(Excerpts from location labeling data)
·····

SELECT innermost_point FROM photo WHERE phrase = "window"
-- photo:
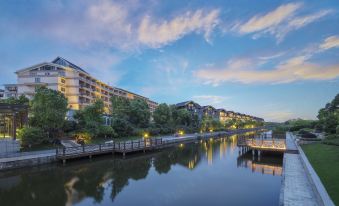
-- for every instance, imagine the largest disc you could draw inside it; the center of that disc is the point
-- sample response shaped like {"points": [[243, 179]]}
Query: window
{"points": [[37, 79]]}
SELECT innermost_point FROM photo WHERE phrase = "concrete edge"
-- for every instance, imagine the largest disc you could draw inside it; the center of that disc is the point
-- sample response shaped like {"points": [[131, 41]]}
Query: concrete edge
{"points": [[317, 185], [282, 187]]}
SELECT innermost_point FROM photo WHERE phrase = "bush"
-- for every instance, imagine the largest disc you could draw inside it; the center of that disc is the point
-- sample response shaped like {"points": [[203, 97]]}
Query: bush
{"points": [[82, 137], [107, 131], [306, 134], [31, 136]]}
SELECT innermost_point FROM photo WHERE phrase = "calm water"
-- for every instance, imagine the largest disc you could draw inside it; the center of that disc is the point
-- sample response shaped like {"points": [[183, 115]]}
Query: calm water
{"points": [[207, 173]]}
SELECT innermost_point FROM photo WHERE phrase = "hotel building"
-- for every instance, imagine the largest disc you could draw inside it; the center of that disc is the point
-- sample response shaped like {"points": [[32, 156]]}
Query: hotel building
{"points": [[220, 114], [78, 86]]}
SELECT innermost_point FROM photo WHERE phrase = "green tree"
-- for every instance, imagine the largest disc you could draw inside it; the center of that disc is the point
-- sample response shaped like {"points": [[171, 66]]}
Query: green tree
{"points": [[21, 100], [48, 110], [139, 113], [120, 116], [162, 115], [90, 118]]}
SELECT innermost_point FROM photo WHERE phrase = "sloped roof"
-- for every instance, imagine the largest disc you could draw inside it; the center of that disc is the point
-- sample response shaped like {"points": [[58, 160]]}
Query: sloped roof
{"points": [[63, 62], [181, 104]]}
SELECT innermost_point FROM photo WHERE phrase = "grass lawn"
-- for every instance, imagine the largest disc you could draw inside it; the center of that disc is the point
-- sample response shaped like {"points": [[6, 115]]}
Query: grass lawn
{"points": [[325, 160]]}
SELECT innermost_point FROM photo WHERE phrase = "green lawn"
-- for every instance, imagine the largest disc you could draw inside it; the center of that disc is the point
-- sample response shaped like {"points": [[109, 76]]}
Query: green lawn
{"points": [[325, 160]]}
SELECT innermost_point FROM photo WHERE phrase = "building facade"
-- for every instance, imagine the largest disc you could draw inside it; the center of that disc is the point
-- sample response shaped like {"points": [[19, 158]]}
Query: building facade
{"points": [[220, 114], [79, 87]]}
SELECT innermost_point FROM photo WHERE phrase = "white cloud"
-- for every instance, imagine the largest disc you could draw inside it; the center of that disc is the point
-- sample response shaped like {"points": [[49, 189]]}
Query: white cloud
{"points": [[214, 100], [278, 116], [159, 34], [273, 18], [279, 22], [297, 23], [330, 42], [290, 70]]}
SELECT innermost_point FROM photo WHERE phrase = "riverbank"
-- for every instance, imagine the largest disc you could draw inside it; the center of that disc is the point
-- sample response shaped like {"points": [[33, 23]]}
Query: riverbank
{"points": [[30, 159], [324, 159], [300, 184]]}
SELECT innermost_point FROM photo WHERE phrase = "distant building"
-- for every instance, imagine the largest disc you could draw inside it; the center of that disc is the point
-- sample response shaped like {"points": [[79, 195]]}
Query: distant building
{"points": [[78, 86], [190, 106], [2, 93], [209, 111], [219, 114]]}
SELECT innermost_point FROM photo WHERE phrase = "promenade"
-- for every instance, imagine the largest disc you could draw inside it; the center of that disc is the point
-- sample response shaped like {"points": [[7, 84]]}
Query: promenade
{"points": [[298, 185]]}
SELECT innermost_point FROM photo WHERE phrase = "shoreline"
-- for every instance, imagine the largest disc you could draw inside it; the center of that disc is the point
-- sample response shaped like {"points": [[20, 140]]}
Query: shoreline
{"points": [[36, 159], [300, 184]]}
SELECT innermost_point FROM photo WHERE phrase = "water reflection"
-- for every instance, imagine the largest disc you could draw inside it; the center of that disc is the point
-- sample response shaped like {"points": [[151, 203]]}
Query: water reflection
{"points": [[267, 165], [200, 173]]}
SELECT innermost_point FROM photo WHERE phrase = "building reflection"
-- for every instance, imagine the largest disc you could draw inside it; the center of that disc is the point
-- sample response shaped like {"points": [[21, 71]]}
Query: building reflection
{"points": [[271, 165], [109, 176]]}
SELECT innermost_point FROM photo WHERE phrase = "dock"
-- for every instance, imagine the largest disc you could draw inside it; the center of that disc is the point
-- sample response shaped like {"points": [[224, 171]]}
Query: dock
{"points": [[267, 142], [134, 146]]}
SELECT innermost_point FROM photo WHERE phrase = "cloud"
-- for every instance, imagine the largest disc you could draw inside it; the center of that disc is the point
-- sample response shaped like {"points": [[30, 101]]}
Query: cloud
{"points": [[278, 116], [290, 70], [297, 23], [330, 42], [279, 22], [217, 101], [159, 34], [273, 18]]}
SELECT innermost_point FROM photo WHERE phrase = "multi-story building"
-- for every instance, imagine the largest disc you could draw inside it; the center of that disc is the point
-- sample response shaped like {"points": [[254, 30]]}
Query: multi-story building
{"points": [[209, 111], [78, 86], [190, 106], [219, 114], [2, 93]]}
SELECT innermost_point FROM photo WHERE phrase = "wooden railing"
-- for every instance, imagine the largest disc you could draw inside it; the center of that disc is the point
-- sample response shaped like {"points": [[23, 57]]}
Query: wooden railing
{"points": [[262, 143]]}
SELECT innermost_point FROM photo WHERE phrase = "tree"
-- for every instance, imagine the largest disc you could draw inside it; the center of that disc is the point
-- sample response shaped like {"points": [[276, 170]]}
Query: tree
{"points": [[120, 116], [120, 107], [48, 109], [21, 100], [139, 113], [162, 115], [90, 118], [329, 116]]}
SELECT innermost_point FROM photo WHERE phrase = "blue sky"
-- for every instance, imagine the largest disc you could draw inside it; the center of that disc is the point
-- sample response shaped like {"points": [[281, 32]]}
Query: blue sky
{"points": [[274, 59]]}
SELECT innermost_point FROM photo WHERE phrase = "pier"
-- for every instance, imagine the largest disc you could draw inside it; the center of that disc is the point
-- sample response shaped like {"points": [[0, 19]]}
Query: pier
{"points": [[134, 146]]}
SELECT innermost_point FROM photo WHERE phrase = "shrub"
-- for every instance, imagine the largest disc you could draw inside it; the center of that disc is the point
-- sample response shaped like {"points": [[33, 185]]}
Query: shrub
{"points": [[306, 134], [31, 136], [107, 131], [82, 137]]}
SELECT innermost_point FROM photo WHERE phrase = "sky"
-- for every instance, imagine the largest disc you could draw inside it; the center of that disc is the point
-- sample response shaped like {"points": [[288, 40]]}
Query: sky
{"points": [[277, 60]]}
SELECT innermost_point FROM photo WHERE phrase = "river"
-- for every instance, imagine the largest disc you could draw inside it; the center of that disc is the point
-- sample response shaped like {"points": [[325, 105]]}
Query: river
{"points": [[209, 172]]}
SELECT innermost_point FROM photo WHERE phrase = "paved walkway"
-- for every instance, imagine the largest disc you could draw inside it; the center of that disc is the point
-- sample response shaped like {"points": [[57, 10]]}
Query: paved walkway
{"points": [[296, 187], [27, 155], [290, 144]]}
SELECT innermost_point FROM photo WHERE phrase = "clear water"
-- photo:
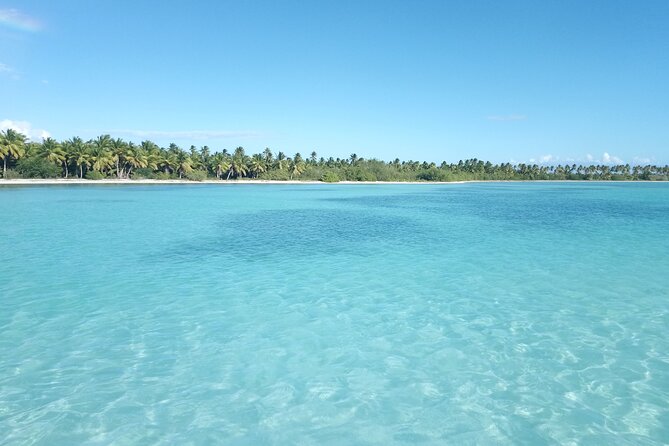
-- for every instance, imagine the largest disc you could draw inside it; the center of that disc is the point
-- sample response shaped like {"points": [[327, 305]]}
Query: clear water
{"points": [[332, 314]]}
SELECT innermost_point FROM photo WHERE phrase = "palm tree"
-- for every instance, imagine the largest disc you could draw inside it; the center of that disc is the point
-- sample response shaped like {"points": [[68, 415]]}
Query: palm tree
{"points": [[118, 148], [257, 165], [12, 143], [281, 161], [135, 158], [237, 167], [268, 156], [296, 166], [183, 163], [53, 151], [220, 164], [79, 153]]}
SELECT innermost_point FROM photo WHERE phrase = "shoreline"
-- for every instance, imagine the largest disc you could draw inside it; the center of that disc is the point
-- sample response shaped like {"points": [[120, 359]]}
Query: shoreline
{"points": [[63, 181], [79, 181]]}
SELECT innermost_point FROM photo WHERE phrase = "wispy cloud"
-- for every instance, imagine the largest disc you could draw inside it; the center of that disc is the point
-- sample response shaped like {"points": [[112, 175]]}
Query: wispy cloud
{"points": [[185, 134], [15, 19], [507, 118], [643, 160], [611, 159], [25, 128]]}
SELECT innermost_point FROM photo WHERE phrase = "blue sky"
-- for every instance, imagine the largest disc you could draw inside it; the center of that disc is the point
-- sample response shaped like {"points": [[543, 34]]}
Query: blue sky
{"points": [[552, 81]]}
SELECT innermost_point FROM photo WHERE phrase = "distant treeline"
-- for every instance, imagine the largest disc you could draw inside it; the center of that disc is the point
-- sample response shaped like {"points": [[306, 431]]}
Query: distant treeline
{"points": [[107, 157]]}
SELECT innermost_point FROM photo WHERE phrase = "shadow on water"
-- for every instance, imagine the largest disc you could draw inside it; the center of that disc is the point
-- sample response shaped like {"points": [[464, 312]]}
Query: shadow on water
{"points": [[297, 233]]}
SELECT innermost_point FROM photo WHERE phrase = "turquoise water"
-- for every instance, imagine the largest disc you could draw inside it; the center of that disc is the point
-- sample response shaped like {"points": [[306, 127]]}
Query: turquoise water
{"points": [[533, 313]]}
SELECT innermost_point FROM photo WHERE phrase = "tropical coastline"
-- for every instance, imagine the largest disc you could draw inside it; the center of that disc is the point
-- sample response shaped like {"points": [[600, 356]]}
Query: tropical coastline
{"points": [[105, 158]]}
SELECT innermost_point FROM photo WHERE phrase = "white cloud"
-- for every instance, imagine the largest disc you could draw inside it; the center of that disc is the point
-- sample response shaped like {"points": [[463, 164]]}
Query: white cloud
{"points": [[25, 128], [507, 118], [611, 159], [185, 134], [548, 158], [15, 19], [643, 160]]}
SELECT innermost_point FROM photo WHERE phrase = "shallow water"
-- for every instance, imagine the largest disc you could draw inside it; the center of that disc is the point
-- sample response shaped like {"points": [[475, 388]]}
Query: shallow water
{"points": [[497, 313]]}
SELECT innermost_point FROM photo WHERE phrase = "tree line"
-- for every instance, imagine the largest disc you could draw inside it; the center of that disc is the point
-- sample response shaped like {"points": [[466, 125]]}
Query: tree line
{"points": [[107, 157]]}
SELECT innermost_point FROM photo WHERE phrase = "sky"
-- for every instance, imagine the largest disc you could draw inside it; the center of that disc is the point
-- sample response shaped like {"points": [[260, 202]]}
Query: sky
{"points": [[551, 81]]}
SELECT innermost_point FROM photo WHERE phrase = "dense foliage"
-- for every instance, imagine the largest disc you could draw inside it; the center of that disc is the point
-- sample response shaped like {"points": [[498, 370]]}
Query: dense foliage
{"points": [[106, 157]]}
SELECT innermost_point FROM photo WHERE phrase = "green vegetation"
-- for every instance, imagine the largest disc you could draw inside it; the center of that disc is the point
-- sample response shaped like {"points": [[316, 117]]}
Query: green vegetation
{"points": [[106, 157]]}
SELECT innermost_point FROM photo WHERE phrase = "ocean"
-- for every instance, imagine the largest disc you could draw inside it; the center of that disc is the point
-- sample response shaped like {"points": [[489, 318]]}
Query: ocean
{"points": [[432, 314]]}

·····

*Goal*
Find every line in the items above that contains the word "calm", and copy each one. Case counts.

*Completed task*
SELECT innermost_point FROM photo WHERE phrase = "calm water"
Query: calm water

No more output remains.